Render the data as a JSON list of strings, one per line, from the start of the data through the line containing "[84,110,118,156]", leaving out blank lines and pictures.

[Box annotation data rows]
+++
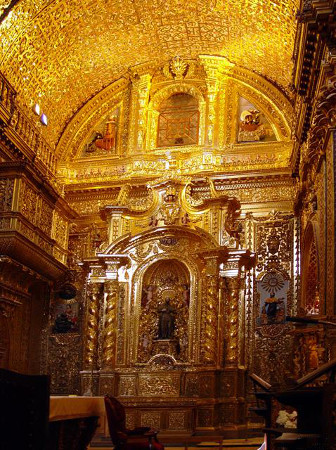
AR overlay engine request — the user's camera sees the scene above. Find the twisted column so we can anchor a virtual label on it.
[202,257,219,364]
[85,283,101,370]
[102,279,119,369]
[226,277,240,364]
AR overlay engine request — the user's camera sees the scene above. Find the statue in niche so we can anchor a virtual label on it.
[85,116,117,153]
[158,298,175,339]
[141,284,156,306]
[264,293,285,324]
[182,284,190,306]
[238,97,276,142]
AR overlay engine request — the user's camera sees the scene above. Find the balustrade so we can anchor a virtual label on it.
[0,73,57,175]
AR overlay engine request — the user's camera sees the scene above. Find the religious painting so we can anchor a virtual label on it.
[238,97,276,142]
[257,271,288,326]
[51,283,79,334]
[157,93,199,147]
[83,108,119,156]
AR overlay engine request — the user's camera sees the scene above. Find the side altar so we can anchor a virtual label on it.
[81,181,254,433]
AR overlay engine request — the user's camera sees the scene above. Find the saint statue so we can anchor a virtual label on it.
[158,298,175,339]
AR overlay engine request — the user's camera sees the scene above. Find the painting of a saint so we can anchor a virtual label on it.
[238,97,276,142]
[257,272,288,326]
[52,284,79,334]
[84,110,118,156]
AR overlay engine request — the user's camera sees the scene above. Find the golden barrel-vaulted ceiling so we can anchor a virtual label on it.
[0,0,299,144]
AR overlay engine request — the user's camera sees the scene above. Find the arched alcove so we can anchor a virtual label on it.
[138,259,190,363]
[157,92,199,147]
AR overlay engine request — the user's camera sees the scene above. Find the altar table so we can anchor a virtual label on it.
[49,395,105,424]
[48,396,108,450]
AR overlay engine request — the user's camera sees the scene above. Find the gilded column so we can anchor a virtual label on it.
[102,279,119,369]
[201,256,219,364]
[85,283,101,370]
[99,256,127,395]
[226,276,240,365]
[129,73,151,154]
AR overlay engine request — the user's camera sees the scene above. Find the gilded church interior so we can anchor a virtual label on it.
[0,0,336,440]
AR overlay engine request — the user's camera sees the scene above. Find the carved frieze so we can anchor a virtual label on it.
[139,373,180,397]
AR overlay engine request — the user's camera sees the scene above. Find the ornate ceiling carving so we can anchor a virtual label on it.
[0,0,298,143]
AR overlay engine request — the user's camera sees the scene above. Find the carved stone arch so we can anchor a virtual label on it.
[55,78,129,163]
[234,80,290,141]
[301,221,324,315]
[146,82,206,149]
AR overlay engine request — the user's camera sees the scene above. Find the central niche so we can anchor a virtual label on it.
[138,259,190,363]
[157,93,199,147]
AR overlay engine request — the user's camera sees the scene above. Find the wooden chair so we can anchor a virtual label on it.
[0,369,49,450]
[105,395,164,450]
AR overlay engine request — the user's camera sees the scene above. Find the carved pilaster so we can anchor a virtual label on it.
[202,256,219,364]
[129,73,151,153]
[85,283,102,370]
[226,277,240,365]
[102,279,119,369]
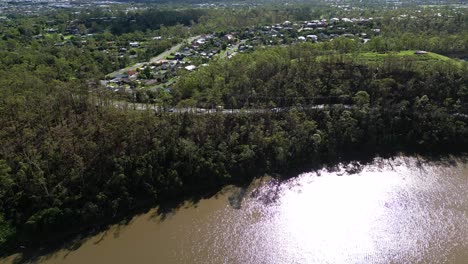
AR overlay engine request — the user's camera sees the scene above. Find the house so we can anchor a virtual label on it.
[129,41,140,48]
[224,34,235,41]
[185,65,197,71]
[306,35,318,41]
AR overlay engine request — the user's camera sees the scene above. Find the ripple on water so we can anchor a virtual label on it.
[6,157,468,264]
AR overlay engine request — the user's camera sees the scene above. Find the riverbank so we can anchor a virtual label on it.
[0,156,468,264]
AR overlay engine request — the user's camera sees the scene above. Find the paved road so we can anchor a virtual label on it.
[109,102,351,114]
[107,36,200,77]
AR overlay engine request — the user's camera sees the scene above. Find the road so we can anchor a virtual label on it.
[109,101,351,114]
[107,36,200,77]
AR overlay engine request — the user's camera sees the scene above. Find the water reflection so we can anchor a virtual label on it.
[5,157,468,263]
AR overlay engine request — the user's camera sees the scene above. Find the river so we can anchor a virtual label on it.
[0,157,468,264]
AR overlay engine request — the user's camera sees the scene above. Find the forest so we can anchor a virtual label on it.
[0,1,468,253]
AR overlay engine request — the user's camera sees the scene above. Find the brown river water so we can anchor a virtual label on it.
[0,157,468,264]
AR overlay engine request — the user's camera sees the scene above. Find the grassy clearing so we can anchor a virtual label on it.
[351,50,457,62]
[310,50,465,66]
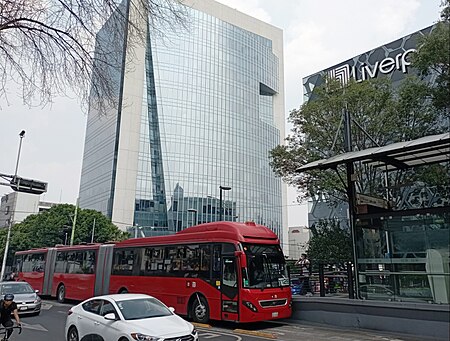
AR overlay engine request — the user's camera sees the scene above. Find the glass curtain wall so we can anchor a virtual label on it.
[135,9,282,236]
+++
* _Problem solution_
[
  "AR overlay engine request — the user's camera sees the scene above. Find the twisted column so we can anchor a virtual label on it.",
  "[202,257,219,364]",
  "[85,283,101,370]",
  "[102,279,119,369]",
  "[226,277,240,364]",
  "AR overlay engine request — the user's camera sees the scene above. Find the statue in niche so we can anchor a virtual label on it.",
  "[85,116,117,153]",
  "[158,298,175,339]",
  "[141,284,156,306]",
  "[264,293,285,324]",
  "[182,284,190,306]",
  "[238,97,276,142]",
  "AR overlay engine request — the user's camera sees the scene above. Find the balustrade so we can anchor a virtual label on it.",
  "[0,73,57,175]",
  "AR overlay engine request — the user's camera sees the scene above. Find the religious painting so we can anchor a virtual label on it.",
  "[238,97,276,142]",
  "[257,271,288,326]",
  "[51,283,79,334]",
  "[157,93,199,147]",
  "[83,108,119,156]",
  "AR overlay engine request — the user's camera sees the scene above. Find the side altar so we can anchor a virtual label on it.",
  "[81,181,254,433]",
  "AR overlay engine request — the user's camera sees the scene above. Find the saint statue so we can anchor a virtual label on it.",
  "[158,298,175,339]",
  "AR overlay engine request — the user's camera sees the scene above. Find the painting of a saint so we can anchor a virtual label on it.",
  "[238,97,276,142]",
  "[257,272,288,326]",
  "[52,284,79,334]",
  "[84,110,118,156]"
]